==== ФРАГМЕНТ ДОКУМЕНТА ====

Важнейшей закономерностью коалиционных военных действий является непоказное, неформальное взаимное уважение, внедренное в сознание прежде всего политического и военного руководства стран – членов союза умение сочетать и даже подчинять свои, зачастую узкие, ограниченные, национальные интересы в политической области интересам союзника. Тем более если эти интересы реализуются в конкретной обстановке на поле боя. Неучету данной закономерности в ходе Первой мировой войны посвящены многие исследования.

Хрестоматийным примером служит безапелляционное, высокомерное давление, оказанное Францией на Россию, причем открыто с использованием элементов финансового шантажа, с целью побудить последнюю вступить в войну при наличии боеготовой лишь трети вооруженных сил и при почти полной неготовности тыловых учреждений. Но и в последующие годы войны потребительское отношение западных союзников к России не претерпело никаких изменений. Британский премьер Ллойд Джордж по этому поводу, правда уже после войны, признавал: «Военные руководители Англии и Франции, казалось бы, не понимали самого важного – что они участвовали совместно с Россией в общем предприятии и что для достижения общей цели необходимо было объединить их ресурсы…»

==== ЗАПИСАННЫЕ ДАННЫЕ ====

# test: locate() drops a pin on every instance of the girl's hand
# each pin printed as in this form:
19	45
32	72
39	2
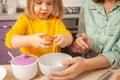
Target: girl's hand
78	65
62	40
38	41
81	44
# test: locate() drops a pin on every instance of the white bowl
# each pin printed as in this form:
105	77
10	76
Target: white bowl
3	73
52	62
25	72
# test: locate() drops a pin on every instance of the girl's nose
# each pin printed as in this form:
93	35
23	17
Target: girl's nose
44	6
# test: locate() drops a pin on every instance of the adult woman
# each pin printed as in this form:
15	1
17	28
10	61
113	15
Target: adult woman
99	30
42	18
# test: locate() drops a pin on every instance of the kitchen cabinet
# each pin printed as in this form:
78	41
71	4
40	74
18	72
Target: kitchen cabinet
4	57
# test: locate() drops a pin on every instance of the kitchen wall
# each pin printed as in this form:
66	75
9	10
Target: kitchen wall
72	3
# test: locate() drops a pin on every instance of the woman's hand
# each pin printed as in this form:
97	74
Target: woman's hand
38	41
63	40
81	44
78	65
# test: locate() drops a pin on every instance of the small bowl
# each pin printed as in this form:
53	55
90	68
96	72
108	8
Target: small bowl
52	62
25	71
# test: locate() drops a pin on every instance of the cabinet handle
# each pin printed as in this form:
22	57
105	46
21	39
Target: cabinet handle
5	26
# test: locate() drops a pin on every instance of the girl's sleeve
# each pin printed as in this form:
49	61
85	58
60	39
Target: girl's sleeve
19	28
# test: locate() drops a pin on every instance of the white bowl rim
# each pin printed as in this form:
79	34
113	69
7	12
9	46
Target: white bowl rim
51	54
5	72
27	64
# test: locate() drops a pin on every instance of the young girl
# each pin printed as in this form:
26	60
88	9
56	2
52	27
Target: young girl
42	18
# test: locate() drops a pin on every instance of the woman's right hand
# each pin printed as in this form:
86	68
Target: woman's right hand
37	41
81	44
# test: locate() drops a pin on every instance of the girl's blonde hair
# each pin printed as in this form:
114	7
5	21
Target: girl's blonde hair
58	9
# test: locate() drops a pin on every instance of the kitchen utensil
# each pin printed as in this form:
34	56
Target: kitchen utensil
51	62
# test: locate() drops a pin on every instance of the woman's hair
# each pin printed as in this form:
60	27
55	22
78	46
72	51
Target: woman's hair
58	9
101	1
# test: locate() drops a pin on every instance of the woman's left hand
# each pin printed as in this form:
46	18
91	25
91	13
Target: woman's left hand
78	65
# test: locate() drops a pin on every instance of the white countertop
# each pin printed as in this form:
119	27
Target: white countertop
5	16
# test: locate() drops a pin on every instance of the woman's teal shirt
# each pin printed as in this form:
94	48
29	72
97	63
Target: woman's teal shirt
103	30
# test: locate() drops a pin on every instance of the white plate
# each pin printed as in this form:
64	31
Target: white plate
3	72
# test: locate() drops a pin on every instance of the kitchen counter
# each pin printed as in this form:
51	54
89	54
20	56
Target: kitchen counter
5	16
91	75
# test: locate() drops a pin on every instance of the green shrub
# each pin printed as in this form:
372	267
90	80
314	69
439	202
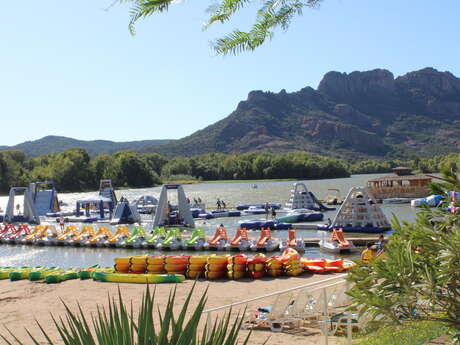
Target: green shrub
118	326
411	333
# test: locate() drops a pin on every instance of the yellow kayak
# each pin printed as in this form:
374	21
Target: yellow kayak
138	278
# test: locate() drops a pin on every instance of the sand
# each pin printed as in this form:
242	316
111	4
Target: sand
22	302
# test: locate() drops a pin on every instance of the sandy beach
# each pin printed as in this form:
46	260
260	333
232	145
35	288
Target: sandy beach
22	302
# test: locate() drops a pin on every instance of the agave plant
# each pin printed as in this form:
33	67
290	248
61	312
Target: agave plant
118	326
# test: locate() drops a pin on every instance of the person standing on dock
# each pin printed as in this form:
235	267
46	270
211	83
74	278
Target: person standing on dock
62	222
367	253
379	246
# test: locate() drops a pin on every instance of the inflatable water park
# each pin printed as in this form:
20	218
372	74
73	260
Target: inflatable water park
359	213
160	238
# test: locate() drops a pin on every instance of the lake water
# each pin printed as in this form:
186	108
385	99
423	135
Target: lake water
231	193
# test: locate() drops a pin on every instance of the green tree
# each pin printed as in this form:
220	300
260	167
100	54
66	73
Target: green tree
418	276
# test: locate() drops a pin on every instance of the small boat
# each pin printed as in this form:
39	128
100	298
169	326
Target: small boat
396	201
275	205
431	201
255	210
265	242
334	198
298	217
240	241
100	238
219	240
65	238
137	239
173	240
83	237
119	237
17	235
225	213
47	237
337	244
158	236
196	241
256	224
292	242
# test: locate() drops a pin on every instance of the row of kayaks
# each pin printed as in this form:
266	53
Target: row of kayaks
159	238
237	266
53	275
49	275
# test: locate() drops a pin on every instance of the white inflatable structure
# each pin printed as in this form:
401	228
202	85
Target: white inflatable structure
164	213
301	198
29	214
125	214
44	197
107	191
359	212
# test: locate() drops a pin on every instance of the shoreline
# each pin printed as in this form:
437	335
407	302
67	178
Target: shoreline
22	302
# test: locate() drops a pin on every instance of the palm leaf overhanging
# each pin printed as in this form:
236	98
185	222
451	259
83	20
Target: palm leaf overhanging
271	15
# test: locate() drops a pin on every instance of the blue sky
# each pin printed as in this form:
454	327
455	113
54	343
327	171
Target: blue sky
71	68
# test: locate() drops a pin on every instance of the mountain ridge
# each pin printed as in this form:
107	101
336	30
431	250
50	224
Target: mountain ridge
370	114
367	114
54	143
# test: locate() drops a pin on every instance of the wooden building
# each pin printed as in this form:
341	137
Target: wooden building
401	184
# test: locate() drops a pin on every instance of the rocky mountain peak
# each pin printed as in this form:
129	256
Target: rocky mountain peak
343	87
431	82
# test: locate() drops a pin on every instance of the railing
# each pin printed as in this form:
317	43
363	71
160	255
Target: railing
399	191
318	285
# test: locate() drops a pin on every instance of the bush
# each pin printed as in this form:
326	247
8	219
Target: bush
412	333
117	326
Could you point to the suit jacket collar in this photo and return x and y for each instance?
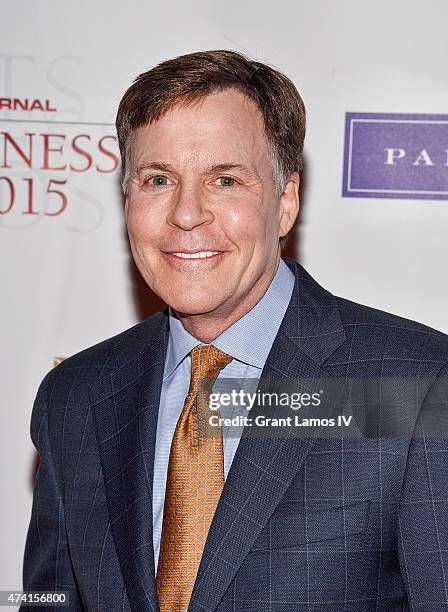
(124, 403)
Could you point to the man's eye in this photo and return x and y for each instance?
(226, 181)
(158, 180)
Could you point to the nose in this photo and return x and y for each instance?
(189, 209)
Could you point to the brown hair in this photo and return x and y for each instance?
(189, 78)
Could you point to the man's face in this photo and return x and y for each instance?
(202, 216)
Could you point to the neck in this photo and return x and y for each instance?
(208, 326)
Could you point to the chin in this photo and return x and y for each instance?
(192, 307)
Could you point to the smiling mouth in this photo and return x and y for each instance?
(197, 255)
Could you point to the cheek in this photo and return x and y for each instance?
(245, 223)
(143, 223)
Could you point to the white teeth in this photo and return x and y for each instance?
(199, 255)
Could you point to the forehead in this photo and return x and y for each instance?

====

## ЗАДАНИЯ К УПРАЖНЕНИЮ
(a) Какие страны названы во фрагменте о коалиционных военных действиях? Перечислите все.
(b) Какая часть вооруженных сил России была боеготова, когда Франция побуждала ее вступить в войну, согласно фрагменту о коалиционных военных действиях?
(c) Напишите продолжение фрагмента о коалиционных военных действиях, начиная сразу после цитаты Ллойд Джорджа.

## ОТВЕТЫ К УПРАЖНЕНИЮ
(a) Франция, Россия, Англия

(b) Лишь треть.

(c)
Весной 1915 года русский верховный главнокомандующий обратился с телеграммой к своему французскому коллеге с просьбой предпринять наступление для облегчения положения русского фронта. Но – бесполезно. Лишь после неоднократных просьб России в середине июня франко-британские войска предприняли ряд локальных атак, но они не смогли ввести в заблуждение германское командование насчет их значения лишь как отвлекающих, демонстративных действий и не стали поводом для облегчения положения русских союзников.

Примеров же самопожертвования русских войск в угоду интересам западных союзников превеликое множество. Общеизвестен факт, когда решительные успехи армий Юго-Западного фронта (Брусиловский прорыв) весной 1916 года избавили союзников от унизительного поражения у Вердена и Трентино. О существенной помощи русских войск своим западным союзникам в Средней и Малой Азии известно меньше, хотя британцы должны быть благодарны русскому Экспедиционному корпусу, фактически спасшему в 1916 году от разгрома англичан, попавших в тяжелое положение в Культ-эль-Амаре (Месопотамия). В том числе это обеспечило на дальнейшие годы крепкие позиции Британии на Среднем Востоке.

Своим безграничным давлением на русское командование, вынужденное зачастую во вред себе бросать в топку войны все новые и новые соединения и части, западные союзники вполне осознанно, видимо, уже размышляя о послевоенном мироустройстве, подталкивали Россию к внутреннему взрыву и в конечном счете к военному краху, но при этом стремились поскорее выжать всю пользу для себя, пока русская армия еще не сдала. Такой вот «союзнический прагматизм»!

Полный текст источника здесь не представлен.